- Short task: Take the lines from the one containing "Segment man in dark suit in the image above." through the end of the items, swap "podium" for "lectern", and write those lines out again with nothing else changed.
## Begin Material provided
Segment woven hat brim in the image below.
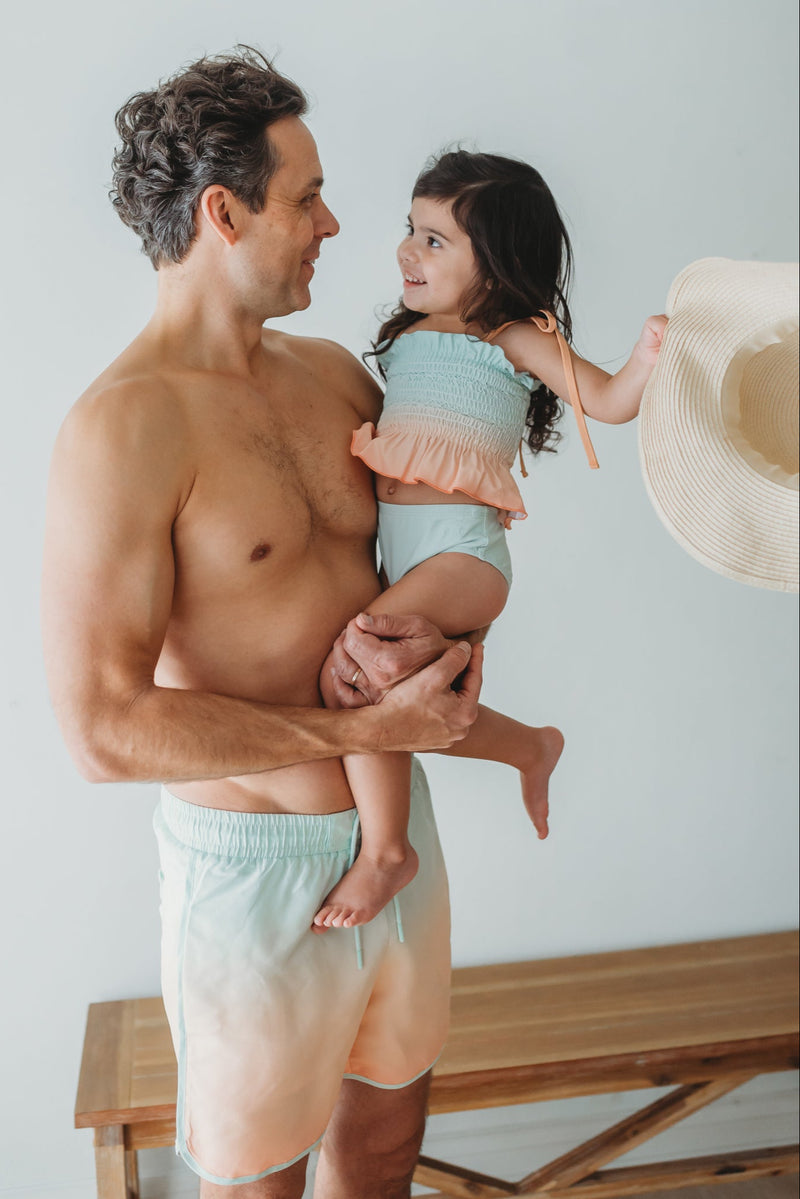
[639,259,800,591]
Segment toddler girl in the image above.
[314,150,666,932]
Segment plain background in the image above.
[0,0,798,1197]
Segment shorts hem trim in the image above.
[342,1053,441,1091]
[175,1137,323,1187]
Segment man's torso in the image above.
[98,331,379,812]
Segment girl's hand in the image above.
[631,313,667,370]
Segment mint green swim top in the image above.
[351,329,540,519]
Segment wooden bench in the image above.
[76,933,799,1199]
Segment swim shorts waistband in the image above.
[161,787,356,861]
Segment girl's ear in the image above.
[198,183,240,246]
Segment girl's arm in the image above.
[497,315,667,424]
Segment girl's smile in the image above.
[397,197,477,317]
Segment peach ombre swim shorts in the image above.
[155,760,450,1185]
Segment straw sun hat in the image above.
[639,258,798,591]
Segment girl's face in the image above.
[397,197,477,318]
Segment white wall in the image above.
[0,0,798,1197]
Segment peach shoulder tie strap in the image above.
[486,312,600,470]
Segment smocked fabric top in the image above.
[350,329,539,520]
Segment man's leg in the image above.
[200,1157,308,1199]
[314,1073,431,1199]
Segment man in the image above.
[43,49,480,1199]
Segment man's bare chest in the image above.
[175,388,374,580]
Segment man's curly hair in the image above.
[109,46,308,270]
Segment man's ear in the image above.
[198,183,241,246]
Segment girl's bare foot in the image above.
[519,727,564,840]
[311,845,419,933]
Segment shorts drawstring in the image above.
[348,811,405,970]
[392,896,405,945]
[348,808,363,970]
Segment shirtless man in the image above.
[43,50,480,1199]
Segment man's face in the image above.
[240,116,339,317]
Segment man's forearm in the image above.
[65,686,386,783]
[67,644,481,783]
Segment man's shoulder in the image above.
[264,330,381,420]
[56,364,190,481]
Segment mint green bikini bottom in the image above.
[378,502,511,586]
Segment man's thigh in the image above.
[314,1072,431,1199]
[157,767,450,1197]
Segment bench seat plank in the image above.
[437,932,798,1074]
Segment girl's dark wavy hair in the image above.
[109,46,308,270]
[367,150,572,453]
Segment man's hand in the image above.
[331,613,453,709]
[375,641,483,753]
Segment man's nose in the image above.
[315,200,341,237]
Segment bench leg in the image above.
[95,1125,139,1199]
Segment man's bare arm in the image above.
[42,385,480,782]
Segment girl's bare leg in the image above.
[313,554,509,932]
[439,704,564,840]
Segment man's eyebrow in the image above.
[417,225,450,243]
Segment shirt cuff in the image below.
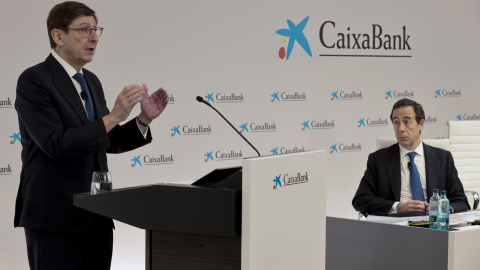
[135,121,150,140]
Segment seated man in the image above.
[352,99,470,215]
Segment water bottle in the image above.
[437,190,450,231]
[428,189,440,229]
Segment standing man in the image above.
[14,1,168,270]
[352,99,470,215]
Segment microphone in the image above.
[197,96,260,157]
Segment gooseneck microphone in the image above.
[197,96,260,156]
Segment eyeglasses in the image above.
[66,27,103,38]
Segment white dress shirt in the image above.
[390,141,428,213]
[52,50,149,139]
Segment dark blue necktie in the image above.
[407,152,425,201]
[73,72,95,122]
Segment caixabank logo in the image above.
[131,154,175,167]
[168,94,175,104]
[170,124,212,137]
[357,117,388,128]
[456,113,480,121]
[275,16,412,60]
[301,119,335,131]
[239,122,277,134]
[203,150,243,162]
[385,89,415,100]
[270,146,306,156]
[10,132,22,145]
[330,143,362,154]
[205,92,244,103]
[273,171,308,190]
[270,91,307,102]
[0,97,13,109]
[425,115,437,125]
[330,90,363,101]
[435,89,462,98]
[0,164,13,176]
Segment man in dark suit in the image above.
[14,2,168,270]
[352,99,470,215]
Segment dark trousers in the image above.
[25,219,113,270]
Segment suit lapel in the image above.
[387,143,402,202]
[423,143,440,198]
[45,54,89,124]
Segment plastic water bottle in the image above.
[428,189,440,229]
[437,190,450,231]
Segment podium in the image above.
[73,151,326,270]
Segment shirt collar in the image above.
[52,50,83,78]
[398,141,423,157]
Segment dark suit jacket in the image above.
[14,55,152,233]
[352,143,470,215]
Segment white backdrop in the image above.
[0,0,480,269]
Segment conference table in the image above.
[325,211,480,270]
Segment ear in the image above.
[50,29,64,46]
## End Material provided
- Full answer:
Segment man in dark suit in the image above.
[14,2,168,270]
[352,99,470,215]
Segment dark trousers in the image above.
[25,219,113,270]
Segment suit lapel in the image above.
[387,143,402,202]
[423,143,440,198]
[45,54,89,124]
Segment plastic water bottle in the image above.
[428,189,440,229]
[437,190,450,231]
Segment lectern in the image above.
[73,151,326,270]
Segment shirt collar in the image above.
[52,50,83,78]
[398,141,423,157]
Segment dark suit jacket in the image above.
[14,55,152,233]
[352,143,470,215]
Segment white backdrop in the image above.
[0,0,480,269]
Segment conference table in the image above.
[325,211,480,270]
Segment ear in the image above.
[50,29,64,46]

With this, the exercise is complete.